> _Task to complete_
Print verbatim the lines between the line holding "the new holland" and the line holding "x=374, y=311", inclusive, and output nothing else.

> _Dataset records_

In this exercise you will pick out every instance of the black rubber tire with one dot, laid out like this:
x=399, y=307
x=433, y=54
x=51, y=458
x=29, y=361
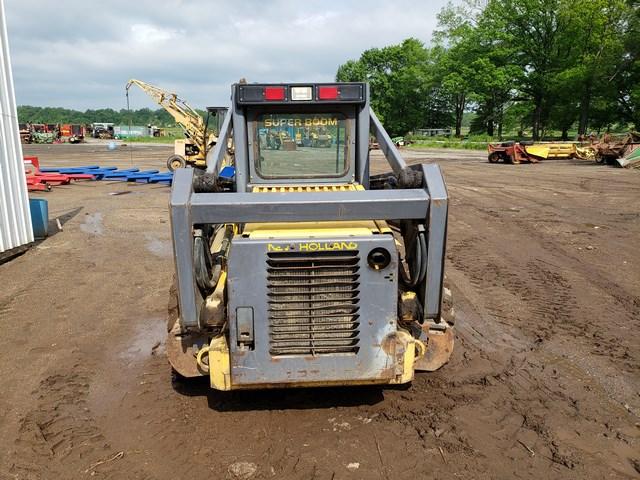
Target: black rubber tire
x=176, y=161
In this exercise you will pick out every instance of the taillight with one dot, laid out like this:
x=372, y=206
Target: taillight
x=274, y=93
x=327, y=93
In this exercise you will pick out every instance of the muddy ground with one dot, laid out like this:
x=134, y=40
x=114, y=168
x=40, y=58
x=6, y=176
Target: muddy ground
x=544, y=381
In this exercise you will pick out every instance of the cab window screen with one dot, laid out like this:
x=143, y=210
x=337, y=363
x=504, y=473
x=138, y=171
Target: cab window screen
x=299, y=145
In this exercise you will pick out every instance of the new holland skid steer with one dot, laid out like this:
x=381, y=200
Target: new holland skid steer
x=294, y=266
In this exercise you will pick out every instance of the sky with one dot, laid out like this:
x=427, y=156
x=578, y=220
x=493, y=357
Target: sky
x=80, y=54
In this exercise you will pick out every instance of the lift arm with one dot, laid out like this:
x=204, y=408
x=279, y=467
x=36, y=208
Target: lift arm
x=184, y=115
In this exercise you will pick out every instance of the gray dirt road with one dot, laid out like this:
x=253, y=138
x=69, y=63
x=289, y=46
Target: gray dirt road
x=544, y=381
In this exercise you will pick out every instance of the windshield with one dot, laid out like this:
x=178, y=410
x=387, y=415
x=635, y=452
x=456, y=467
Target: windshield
x=296, y=145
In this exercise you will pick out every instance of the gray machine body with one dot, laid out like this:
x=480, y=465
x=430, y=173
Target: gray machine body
x=247, y=275
x=374, y=311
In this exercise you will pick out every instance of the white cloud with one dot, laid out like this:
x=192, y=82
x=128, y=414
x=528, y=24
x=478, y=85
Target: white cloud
x=80, y=57
x=150, y=34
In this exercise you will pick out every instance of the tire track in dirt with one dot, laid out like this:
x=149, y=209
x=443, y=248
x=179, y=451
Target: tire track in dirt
x=61, y=435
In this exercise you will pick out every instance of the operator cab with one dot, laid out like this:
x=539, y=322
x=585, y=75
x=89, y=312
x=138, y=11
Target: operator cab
x=299, y=134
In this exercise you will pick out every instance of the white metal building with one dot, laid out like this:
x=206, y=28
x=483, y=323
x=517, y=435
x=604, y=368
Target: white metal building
x=15, y=218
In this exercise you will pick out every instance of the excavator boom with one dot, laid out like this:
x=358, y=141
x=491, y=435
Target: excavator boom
x=188, y=118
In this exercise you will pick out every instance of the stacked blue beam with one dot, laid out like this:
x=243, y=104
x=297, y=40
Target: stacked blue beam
x=113, y=174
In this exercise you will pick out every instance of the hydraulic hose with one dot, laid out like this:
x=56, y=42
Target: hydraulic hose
x=417, y=269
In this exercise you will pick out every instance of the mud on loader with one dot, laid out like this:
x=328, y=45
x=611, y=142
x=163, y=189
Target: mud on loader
x=294, y=266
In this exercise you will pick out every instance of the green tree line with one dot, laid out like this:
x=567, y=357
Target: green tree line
x=525, y=66
x=143, y=116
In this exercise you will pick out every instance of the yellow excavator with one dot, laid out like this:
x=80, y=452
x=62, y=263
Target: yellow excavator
x=193, y=149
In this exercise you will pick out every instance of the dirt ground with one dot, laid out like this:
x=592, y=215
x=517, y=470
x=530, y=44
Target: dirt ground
x=544, y=381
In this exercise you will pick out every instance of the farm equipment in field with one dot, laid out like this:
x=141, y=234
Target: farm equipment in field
x=623, y=150
x=72, y=133
x=25, y=133
x=510, y=152
x=41, y=133
x=103, y=131
x=518, y=152
x=198, y=141
x=296, y=268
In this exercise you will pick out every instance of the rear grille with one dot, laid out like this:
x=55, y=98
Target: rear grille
x=313, y=302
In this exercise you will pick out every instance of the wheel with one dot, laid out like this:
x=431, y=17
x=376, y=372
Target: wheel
x=176, y=161
x=494, y=157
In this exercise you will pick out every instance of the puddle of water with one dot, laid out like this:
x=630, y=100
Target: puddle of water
x=160, y=248
x=148, y=339
x=93, y=224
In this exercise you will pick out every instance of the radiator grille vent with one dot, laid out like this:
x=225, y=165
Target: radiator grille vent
x=313, y=302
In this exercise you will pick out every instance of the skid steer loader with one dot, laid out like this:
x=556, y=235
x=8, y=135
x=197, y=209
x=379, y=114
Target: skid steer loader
x=294, y=266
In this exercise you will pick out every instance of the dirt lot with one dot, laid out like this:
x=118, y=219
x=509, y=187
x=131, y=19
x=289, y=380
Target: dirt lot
x=544, y=382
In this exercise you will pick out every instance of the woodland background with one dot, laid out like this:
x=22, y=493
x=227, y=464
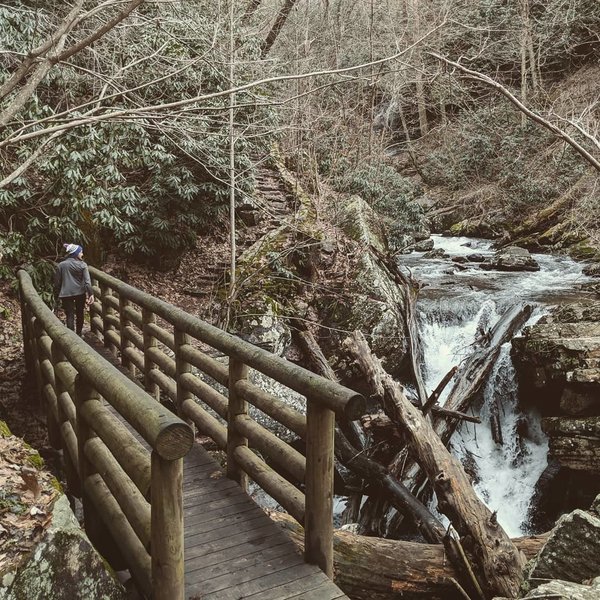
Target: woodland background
x=119, y=129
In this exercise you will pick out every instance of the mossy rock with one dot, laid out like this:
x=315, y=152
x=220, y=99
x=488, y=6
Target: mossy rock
x=362, y=224
x=473, y=228
x=4, y=430
x=583, y=250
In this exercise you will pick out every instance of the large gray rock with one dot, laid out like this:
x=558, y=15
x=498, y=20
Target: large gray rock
x=558, y=360
x=375, y=302
x=63, y=566
x=574, y=443
x=565, y=590
x=511, y=258
x=572, y=552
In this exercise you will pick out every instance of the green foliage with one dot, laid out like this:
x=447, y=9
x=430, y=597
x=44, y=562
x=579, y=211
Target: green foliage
x=388, y=192
x=491, y=146
x=144, y=186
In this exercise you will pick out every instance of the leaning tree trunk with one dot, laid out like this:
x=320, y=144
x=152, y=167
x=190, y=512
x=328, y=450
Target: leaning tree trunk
x=475, y=370
x=369, y=568
x=497, y=562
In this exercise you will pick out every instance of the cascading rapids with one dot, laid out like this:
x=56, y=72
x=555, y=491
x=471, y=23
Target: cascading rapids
x=504, y=474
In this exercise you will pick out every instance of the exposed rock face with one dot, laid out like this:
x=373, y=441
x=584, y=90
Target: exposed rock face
x=63, y=566
x=572, y=552
x=564, y=590
x=557, y=361
x=592, y=270
x=575, y=443
x=511, y=258
x=376, y=301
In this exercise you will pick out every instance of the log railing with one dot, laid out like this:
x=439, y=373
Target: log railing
x=174, y=353
x=131, y=489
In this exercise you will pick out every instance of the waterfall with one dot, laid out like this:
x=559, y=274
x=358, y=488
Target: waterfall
x=504, y=475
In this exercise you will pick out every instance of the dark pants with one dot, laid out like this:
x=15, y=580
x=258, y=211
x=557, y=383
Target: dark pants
x=74, y=306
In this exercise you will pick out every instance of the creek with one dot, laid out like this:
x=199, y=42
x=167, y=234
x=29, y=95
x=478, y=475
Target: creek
x=457, y=304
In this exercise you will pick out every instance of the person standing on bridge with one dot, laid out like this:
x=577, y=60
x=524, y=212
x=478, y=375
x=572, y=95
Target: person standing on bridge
x=72, y=285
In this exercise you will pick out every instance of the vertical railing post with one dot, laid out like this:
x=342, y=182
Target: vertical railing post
x=125, y=341
x=150, y=341
x=73, y=481
x=236, y=406
x=26, y=333
x=51, y=422
x=93, y=312
x=106, y=292
x=94, y=526
x=166, y=507
x=83, y=394
x=37, y=331
x=182, y=367
x=318, y=522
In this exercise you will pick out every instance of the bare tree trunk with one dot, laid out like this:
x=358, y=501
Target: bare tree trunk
x=412, y=11
x=477, y=76
x=250, y=10
x=499, y=565
x=474, y=371
x=284, y=13
x=370, y=568
x=232, y=232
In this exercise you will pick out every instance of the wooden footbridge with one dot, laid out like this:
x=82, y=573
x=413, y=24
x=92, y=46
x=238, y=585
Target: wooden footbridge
x=154, y=500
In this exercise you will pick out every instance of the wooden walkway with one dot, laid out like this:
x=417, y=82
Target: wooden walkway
x=233, y=550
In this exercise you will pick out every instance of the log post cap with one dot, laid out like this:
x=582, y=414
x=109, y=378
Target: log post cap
x=355, y=407
x=174, y=440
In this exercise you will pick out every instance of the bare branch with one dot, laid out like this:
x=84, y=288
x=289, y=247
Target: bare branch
x=143, y=111
x=527, y=111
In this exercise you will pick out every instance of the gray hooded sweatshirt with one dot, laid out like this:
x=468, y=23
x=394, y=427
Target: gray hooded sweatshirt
x=72, y=279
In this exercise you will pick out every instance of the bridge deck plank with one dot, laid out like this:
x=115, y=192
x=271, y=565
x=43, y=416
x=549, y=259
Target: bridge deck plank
x=233, y=551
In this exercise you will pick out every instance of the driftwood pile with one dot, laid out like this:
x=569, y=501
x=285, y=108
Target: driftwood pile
x=473, y=558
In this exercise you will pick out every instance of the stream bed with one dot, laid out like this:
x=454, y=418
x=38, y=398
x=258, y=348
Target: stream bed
x=458, y=303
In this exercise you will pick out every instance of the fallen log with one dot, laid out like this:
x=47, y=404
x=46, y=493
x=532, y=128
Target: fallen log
x=370, y=568
x=360, y=464
x=474, y=371
x=498, y=565
x=410, y=289
x=435, y=395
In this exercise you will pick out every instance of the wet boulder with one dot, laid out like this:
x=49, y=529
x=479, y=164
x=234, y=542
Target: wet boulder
x=421, y=246
x=63, y=565
x=557, y=361
x=511, y=258
x=572, y=551
x=475, y=257
x=436, y=253
x=592, y=270
x=574, y=442
x=566, y=590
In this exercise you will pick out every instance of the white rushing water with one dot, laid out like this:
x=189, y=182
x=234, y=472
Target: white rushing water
x=456, y=305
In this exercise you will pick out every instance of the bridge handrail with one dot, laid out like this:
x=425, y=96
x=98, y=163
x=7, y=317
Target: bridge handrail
x=166, y=433
x=105, y=464
x=145, y=339
x=334, y=396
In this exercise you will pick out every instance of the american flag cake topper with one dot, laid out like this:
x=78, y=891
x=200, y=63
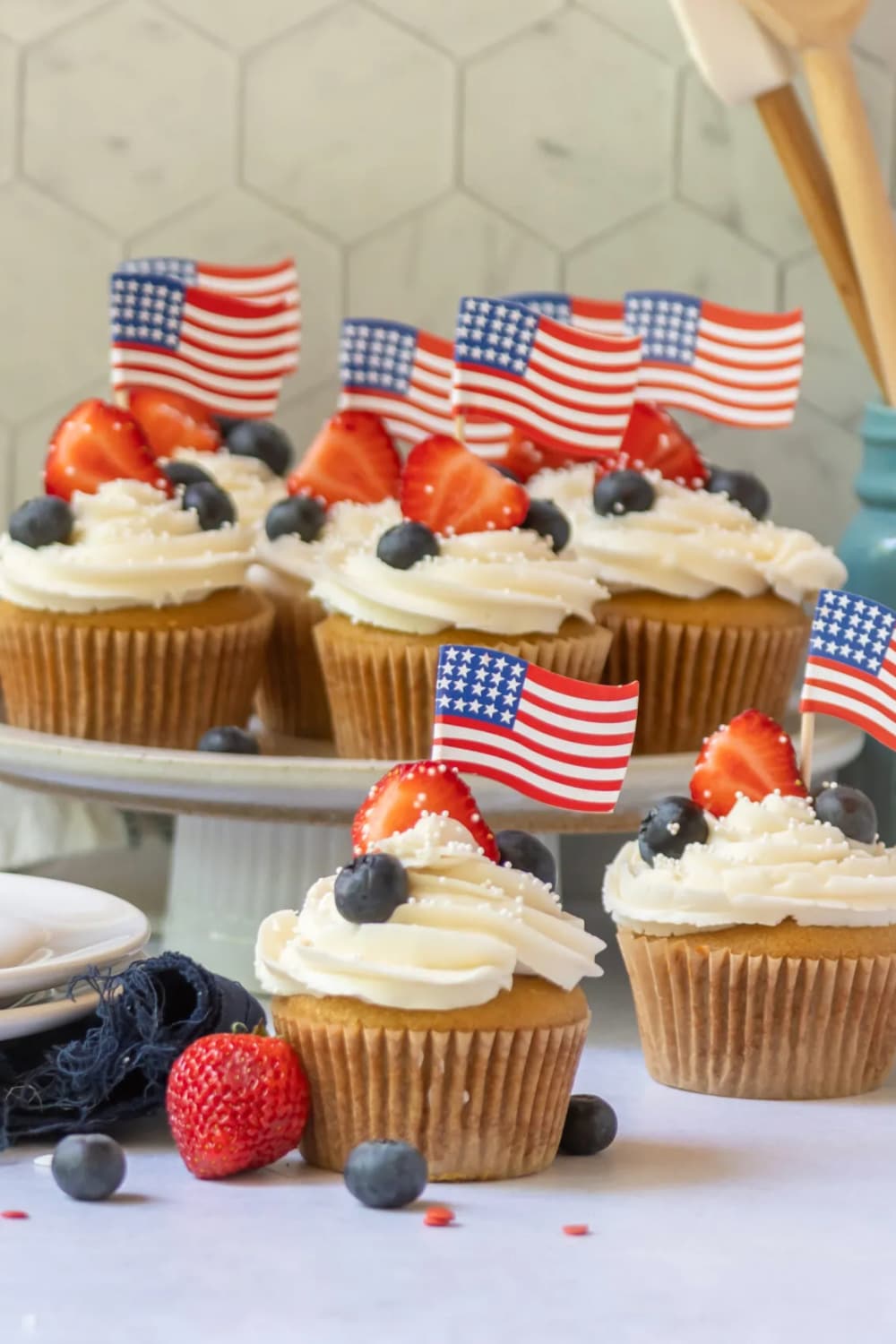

> _Finished exercise_
In this exercise you will pick out every instance of the new holland skid steer with one dot, laid out like this:
x=381, y=200
Target: new holland skid steer
x=294, y=266
In this exercise you will pick out every instance of the sky with one dot, laid out like this:
x=427, y=156
x=578, y=220
x=493, y=357
Target: sky
x=80, y=54
In this exercise you will pick out every instance of the lift arm with one dot, laid out like this:
x=204, y=408
x=279, y=467
x=36, y=208
Target: lift arm
x=184, y=115
In this exercise you will pick out every instance of the gray dirt road with one dot, laid out like this:
x=253, y=138
x=69, y=63
x=289, y=46
Target: gray dirt road
x=544, y=381
In this exercise you will pick out every instance of the windshield with one dot, laid out like this:
x=178, y=410
x=387, y=415
x=635, y=452
x=456, y=467
Target: windshield
x=296, y=145
In this exercise you will pick out every instance of the gray machine body with one dot, laid out like this:
x=480, y=465
x=430, y=173
Target: gray machine body
x=247, y=275
x=374, y=311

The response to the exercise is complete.